**Data extract:**
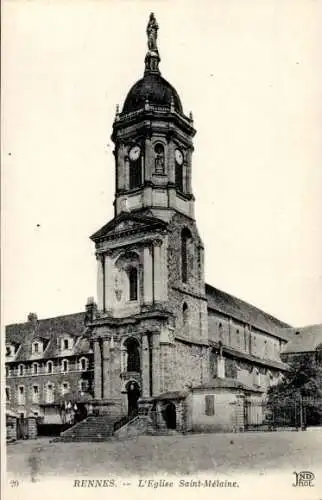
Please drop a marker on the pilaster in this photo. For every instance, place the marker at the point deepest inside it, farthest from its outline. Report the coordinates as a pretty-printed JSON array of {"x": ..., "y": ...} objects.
[
  {"x": 156, "y": 364},
  {"x": 157, "y": 270},
  {"x": 148, "y": 275},
  {"x": 97, "y": 370},
  {"x": 145, "y": 368}
]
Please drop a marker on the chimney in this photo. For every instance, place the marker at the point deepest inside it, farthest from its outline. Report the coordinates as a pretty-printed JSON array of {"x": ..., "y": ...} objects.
[
  {"x": 33, "y": 319},
  {"x": 91, "y": 309}
]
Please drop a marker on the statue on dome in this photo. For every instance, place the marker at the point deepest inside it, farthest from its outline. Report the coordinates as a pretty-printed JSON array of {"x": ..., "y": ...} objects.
[{"x": 152, "y": 32}]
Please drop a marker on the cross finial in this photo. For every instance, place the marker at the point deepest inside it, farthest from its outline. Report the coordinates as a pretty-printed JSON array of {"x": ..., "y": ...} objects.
[{"x": 152, "y": 57}]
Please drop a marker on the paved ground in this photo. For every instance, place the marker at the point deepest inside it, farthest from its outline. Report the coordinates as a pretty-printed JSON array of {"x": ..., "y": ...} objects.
[{"x": 146, "y": 455}]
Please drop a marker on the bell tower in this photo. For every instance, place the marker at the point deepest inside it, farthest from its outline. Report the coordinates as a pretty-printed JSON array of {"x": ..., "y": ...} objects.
[
  {"x": 153, "y": 144},
  {"x": 150, "y": 329}
]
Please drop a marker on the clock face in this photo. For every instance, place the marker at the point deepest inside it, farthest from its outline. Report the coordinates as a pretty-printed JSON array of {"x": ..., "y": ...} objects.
[
  {"x": 179, "y": 156},
  {"x": 135, "y": 153}
]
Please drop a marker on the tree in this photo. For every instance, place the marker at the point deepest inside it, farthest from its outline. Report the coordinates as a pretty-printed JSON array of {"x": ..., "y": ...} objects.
[{"x": 300, "y": 391}]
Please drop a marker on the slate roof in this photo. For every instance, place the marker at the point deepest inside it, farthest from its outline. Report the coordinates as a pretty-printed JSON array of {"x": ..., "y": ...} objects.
[
  {"x": 304, "y": 339},
  {"x": 245, "y": 312},
  {"x": 49, "y": 330},
  {"x": 226, "y": 383}
]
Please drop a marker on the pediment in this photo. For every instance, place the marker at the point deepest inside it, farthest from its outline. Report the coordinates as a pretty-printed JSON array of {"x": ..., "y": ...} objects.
[{"x": 128, "y": 223}]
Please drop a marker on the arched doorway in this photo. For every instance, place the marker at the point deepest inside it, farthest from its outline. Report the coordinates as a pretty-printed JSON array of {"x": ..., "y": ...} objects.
[
  {"x": 170, "y": 416},
  {"x": 133, "y": 394},
  {"x": 133, "y": 355}
]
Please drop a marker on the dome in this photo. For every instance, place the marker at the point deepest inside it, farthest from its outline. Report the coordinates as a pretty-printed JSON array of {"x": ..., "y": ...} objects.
[{"x": 154, "y": 88}]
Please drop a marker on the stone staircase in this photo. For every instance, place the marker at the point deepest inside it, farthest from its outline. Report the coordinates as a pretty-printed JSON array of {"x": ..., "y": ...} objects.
[{"x": 92, "y": 428}]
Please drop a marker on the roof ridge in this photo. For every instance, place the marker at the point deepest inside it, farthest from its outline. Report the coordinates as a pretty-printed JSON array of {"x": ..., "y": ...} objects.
[
  {"x": 47, "y": 319},
  {"x": 248, "y": 304}
]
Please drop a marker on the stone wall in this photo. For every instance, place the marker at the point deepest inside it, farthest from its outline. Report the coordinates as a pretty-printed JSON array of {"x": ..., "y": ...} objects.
[
  {"x": 239, "y": 336},
  {"x": 11, "y": 428}
]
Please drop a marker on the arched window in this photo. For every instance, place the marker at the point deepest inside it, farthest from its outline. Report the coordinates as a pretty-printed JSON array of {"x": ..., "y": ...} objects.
[
  {"x": 64, "y": 366},
  {"x": 83, "y": 363},
  {"x": 64, "y": 389},
  {"x": 21, "y": 395},
  {"x": 135, "y": 173},
  {"x": 220, "y": 332},
  {"x": 35, "y": 393},
  {"x": 83, "y": 385},
  {"x": 159, "y": 159},
  {"x": 133, "y": 355},
  {"x": 49, "y": 367},
  {"x": 49, "y": 392},
  {"x": 185, "y": 315},
  {"x": 185, "y": 244},
  {"x": 133, "y": 283},
  {"x": 179, "y": 176}
]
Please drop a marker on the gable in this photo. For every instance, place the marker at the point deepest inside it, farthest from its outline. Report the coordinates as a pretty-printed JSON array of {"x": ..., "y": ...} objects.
[{"x": 125, "y": 224}]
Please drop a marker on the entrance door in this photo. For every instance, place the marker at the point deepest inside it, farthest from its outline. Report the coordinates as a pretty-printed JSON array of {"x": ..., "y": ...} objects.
[
  {"x": 170, "y": 416},
  {"x": 133, "y": 394}
]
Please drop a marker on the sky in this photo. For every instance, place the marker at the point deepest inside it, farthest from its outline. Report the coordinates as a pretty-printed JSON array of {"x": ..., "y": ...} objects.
[{"x": 249, "y": 71}]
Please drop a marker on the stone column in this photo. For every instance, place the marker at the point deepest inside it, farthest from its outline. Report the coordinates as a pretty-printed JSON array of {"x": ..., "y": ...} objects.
[
  {"x": 126, "y": 172},
  {"x": 121, "y": 177},
  {"x": 156, "y": 364},
  {"x": 149, "y": 160},
  {"x": 109, "y": 285},
  {"x": 171, "y": 162},
  {"x": 145, "y": 368},
  {"x": 147, "y": 275},
  {"x": 188, "y": 170},
  {"x": 220, "y": 367},
  {"x": 100, "y": 282},
  {"x": 97, "y": 370},
  {"x": 106, "y": 368},
  {"x": 157, "y": 271}
]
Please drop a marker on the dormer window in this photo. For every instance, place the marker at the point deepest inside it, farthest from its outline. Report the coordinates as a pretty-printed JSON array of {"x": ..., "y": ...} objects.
[
  {"x": 83, "y": 385},
  {"x": 49, "y": 367},
  {"x": 64, "y": 366},
  {"x": 65, "y": 343}
]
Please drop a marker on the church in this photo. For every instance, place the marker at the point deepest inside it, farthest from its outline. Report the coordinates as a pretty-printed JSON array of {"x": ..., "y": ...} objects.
[{"x": 159, "y": 348}]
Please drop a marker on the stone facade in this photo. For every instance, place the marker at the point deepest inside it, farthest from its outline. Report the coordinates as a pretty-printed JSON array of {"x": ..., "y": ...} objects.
[{"x": 157, "y": 329}]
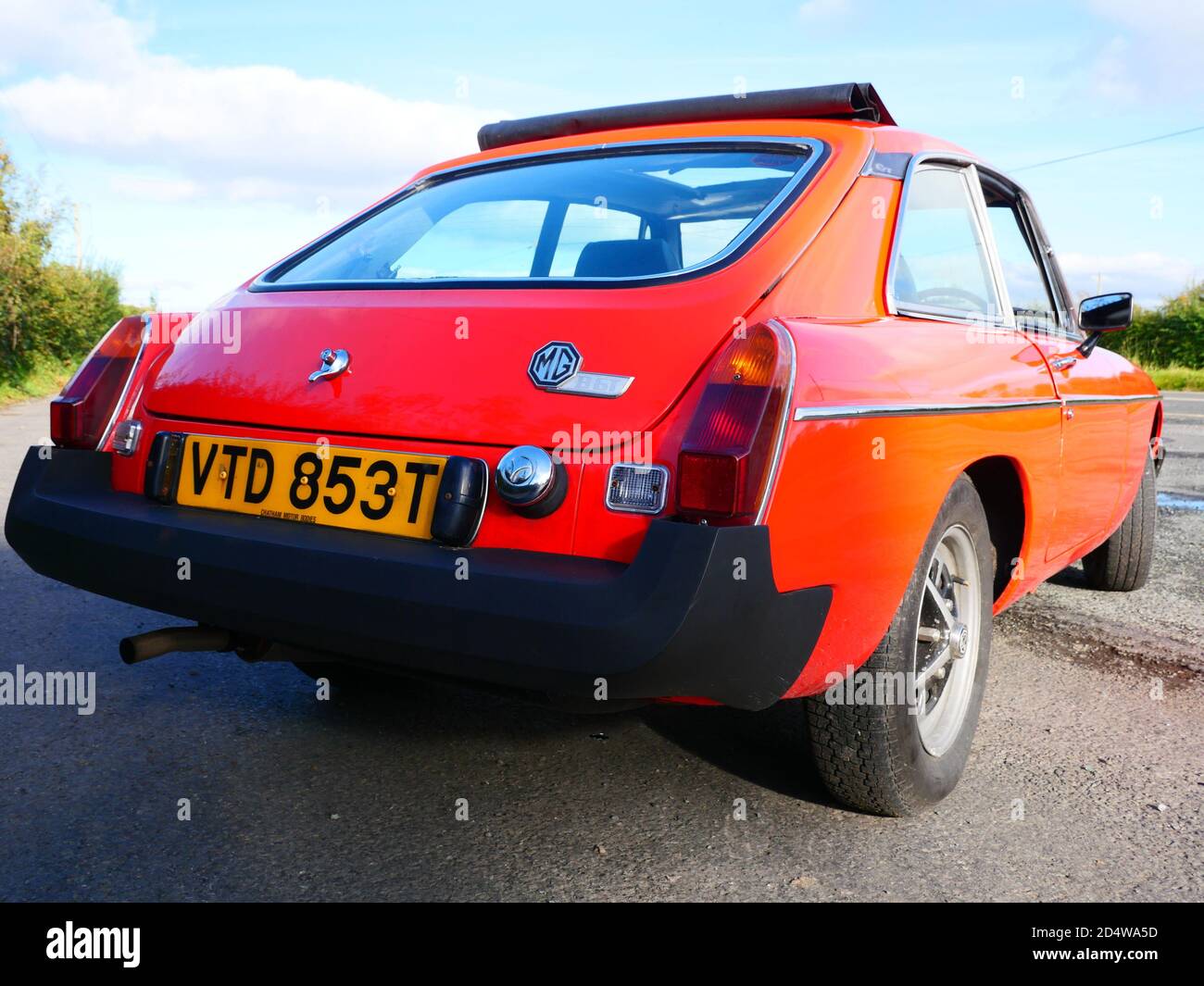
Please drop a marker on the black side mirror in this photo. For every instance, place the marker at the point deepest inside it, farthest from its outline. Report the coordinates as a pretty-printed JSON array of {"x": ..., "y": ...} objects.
[{"x": 1103, "y": 313}]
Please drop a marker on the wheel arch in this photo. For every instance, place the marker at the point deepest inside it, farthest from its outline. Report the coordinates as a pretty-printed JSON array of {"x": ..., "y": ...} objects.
[{"x": 1002, "y": 486}]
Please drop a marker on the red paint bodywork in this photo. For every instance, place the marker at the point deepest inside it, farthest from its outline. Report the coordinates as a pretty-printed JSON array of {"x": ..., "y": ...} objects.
[{"x": 839, "y": 514}]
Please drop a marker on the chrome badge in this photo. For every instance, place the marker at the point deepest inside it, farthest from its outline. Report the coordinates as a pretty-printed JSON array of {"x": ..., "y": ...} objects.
[
  {"x": 554, "y": 364},
  {"x": 558, "y": 368},
  {"x": 333, "y": 361}
]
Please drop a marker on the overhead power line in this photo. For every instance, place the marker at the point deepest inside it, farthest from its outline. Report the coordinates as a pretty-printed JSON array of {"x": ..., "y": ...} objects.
[{"x": 1107, "y": 149}]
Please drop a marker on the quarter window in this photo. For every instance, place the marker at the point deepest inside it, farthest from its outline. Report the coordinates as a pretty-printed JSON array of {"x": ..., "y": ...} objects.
[
  {"x": 942, "y": 265},
  {"x": 1027, "y": 288}
]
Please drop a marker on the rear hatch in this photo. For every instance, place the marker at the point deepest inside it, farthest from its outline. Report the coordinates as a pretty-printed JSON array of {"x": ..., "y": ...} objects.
[{"x": 442, "y": 365}]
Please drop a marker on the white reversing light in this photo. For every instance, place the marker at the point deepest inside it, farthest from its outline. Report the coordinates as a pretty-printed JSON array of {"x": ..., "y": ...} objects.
[{"x": 636, "y": 489}]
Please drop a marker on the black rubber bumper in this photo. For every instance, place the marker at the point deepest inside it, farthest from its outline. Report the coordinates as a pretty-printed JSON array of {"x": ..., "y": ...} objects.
[{"x": 678, "y": 621}]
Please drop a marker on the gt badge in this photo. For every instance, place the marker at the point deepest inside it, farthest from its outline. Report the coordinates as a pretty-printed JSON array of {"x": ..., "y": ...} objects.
[{"x": 558, "y": 368}]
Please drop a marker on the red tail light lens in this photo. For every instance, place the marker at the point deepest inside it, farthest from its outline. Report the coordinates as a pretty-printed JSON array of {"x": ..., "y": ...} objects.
[
  {"x": 81, "y": 414},
  {"x": 723, "y": 464}
]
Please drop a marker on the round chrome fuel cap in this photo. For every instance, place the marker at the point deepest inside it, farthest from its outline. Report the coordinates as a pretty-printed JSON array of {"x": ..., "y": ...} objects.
[{"x": 525, "y": 476}]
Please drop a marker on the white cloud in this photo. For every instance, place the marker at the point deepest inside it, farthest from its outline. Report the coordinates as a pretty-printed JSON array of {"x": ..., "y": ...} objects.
[
  {"x": 1148, "y": 275},
  {"x": 245, "y": 131},
  {"x": 1156, "y": 53},
  {"x": 822, "y": 10},
  {"x": 60, "y": 35},
  {"x": 152, "y": 189}
]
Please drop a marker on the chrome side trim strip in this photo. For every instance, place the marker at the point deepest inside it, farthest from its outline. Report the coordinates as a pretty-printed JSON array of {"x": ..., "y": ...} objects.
[
  {"x": 821, "y": 412},
  {"x": 129, "y": 381},
  {"x": 779, "y": 440},
  {"x": 830, "y": 412},
  {"x": 1110, "y": 399}
]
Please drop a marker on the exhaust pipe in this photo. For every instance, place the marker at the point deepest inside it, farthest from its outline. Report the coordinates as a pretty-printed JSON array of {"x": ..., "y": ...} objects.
[{"x": 144, "y": 646}]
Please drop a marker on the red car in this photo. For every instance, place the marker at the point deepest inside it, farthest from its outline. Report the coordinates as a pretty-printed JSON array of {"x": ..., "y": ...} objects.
[{"x": 714, "y": 401}]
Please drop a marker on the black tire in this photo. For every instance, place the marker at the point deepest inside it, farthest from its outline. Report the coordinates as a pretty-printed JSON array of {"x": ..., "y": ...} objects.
[
  {"x": 872, "y": 756},
  {"x": 1122, "y": 562}
]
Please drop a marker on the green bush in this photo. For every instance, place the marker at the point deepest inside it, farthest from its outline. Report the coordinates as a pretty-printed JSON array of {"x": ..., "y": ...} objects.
[
  {"x": 1172, "y": 335},
  {"x": 51, "y": 315}
]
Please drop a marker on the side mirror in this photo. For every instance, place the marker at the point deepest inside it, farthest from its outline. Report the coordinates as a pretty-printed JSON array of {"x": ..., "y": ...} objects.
[{"x": 1103, "y": 313}]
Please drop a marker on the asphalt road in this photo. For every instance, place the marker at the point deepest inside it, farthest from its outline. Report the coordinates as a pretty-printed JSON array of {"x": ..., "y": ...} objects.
[{"x": 1082, "y": 785}]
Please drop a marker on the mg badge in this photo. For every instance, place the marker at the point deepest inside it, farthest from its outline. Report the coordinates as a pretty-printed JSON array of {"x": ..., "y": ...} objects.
[{"x": 554, "y": 364}]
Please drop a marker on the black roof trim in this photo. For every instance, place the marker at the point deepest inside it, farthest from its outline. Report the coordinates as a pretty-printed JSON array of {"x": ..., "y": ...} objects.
[{"x": 846, "y": 101}]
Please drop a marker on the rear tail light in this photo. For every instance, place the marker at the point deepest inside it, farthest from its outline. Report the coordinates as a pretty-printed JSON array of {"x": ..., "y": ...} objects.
[
  {"x": 726, "y": 460},
  {"x": 83, "y": 413}
]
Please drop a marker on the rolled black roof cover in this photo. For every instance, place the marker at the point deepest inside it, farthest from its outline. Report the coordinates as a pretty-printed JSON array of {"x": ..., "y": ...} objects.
[{"x": 846, "y": 101}]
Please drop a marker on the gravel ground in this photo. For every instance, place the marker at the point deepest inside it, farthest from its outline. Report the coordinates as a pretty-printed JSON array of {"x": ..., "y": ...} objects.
[{"x": 1083, "y": 785}]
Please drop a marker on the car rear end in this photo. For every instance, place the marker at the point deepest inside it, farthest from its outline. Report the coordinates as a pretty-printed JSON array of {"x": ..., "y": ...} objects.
[{"x": 593, "y": 299}]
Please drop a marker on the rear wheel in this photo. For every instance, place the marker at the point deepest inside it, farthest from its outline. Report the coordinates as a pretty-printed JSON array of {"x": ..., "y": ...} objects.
[
  {"x": 1122, "y": 562},
  {"x": 902, "y": 743}
]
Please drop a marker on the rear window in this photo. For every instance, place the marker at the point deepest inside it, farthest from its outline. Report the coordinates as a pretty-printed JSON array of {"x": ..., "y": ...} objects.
[{"x": 583, "y": 216}]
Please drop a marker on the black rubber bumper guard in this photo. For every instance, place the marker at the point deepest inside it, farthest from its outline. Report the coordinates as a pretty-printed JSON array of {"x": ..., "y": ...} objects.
[{"x": 677, "y": 621}]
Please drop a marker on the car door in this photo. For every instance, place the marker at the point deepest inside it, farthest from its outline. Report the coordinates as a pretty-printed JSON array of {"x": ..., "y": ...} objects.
[
  {"x": 1095, "y": 425},
  {"x": 947, "y": 281}
]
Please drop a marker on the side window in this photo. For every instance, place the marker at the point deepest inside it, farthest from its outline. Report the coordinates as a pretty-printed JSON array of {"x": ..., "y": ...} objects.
[
  {"x": 589, "y": 224},
  {"x": 489, "y": 239},
  {"x": 940, "y": 265},
  {"x": 1023, "y": 275},
  {"x": 703, "y": 240}
]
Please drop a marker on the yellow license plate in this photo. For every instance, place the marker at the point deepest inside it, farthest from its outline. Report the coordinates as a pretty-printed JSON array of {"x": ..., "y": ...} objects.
[{"x": 385, "y": 492}]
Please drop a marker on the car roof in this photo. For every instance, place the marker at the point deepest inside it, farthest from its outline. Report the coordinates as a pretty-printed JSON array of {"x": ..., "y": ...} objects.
[{"x": 855, "y": 136}]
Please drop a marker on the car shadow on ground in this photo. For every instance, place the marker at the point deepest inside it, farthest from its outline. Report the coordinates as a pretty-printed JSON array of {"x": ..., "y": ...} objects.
[{"x": 767, "y": 748}]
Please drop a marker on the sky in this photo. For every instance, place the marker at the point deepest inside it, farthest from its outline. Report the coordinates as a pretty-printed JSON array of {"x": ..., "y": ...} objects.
[{"x": 199, "y": 144}]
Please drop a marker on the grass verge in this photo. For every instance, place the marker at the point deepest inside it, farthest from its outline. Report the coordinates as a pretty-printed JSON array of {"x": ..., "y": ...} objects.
[
  {"x": 1176, "y": 378},
  {"x": 44, "y": 377}
]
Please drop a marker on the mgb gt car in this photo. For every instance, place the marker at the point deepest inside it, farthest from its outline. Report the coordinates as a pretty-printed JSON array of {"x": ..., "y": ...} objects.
[{"x": 714, "y": 401}]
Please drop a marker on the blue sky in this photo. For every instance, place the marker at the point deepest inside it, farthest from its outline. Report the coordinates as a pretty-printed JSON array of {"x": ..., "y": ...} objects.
[{"x": 204, "y": 141}]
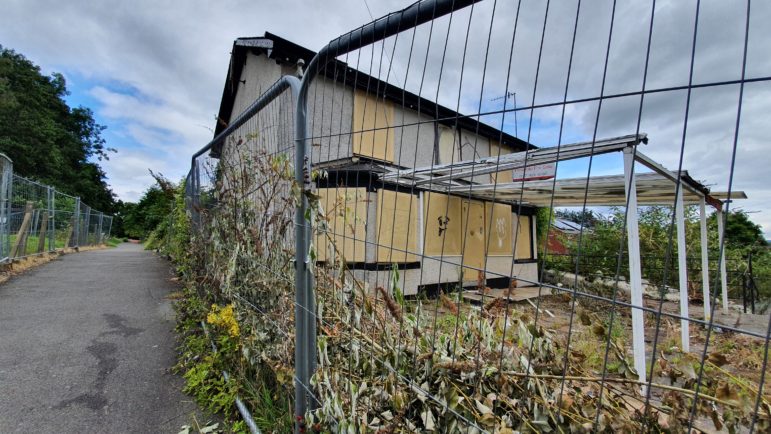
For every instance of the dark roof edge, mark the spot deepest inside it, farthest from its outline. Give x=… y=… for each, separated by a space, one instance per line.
x=290 y=52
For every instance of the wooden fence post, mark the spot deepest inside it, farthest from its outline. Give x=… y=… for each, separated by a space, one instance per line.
x=41 y=239
x=21 y=236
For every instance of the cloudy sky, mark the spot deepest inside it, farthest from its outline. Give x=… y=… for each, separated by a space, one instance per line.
x=153 y=72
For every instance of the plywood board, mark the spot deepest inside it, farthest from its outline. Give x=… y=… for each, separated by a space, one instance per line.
x=442 y=224
x=499 y=229
x=524 y=238
x=473 y=222
x=397 y=226
x=372 y=121
x=345 y=210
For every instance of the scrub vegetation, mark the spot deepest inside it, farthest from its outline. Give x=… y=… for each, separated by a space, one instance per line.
x=390 y=364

**What you will do:** The lines to output run from the one containing "For every instance of the plywood" through the last line of the records above; repeat them exactly and nothing more.

**Written answer:**
For every instance of the plywood board, mark the spot deepest inside it, farthest from its outline. Give x=… y=… for each, separated by a space, one instance per line.
x=442 y=224
x=499 y=229
x=524 y=238
x=473 y=222
x=397 y=226
x=372 y=121
x=345 y=210
For every instance of the scrub vegetation, mark the spot deepest inside it, farthest from its outline. Give x=… y=… for each, separated by a space, one instance per line.
x=390 y=364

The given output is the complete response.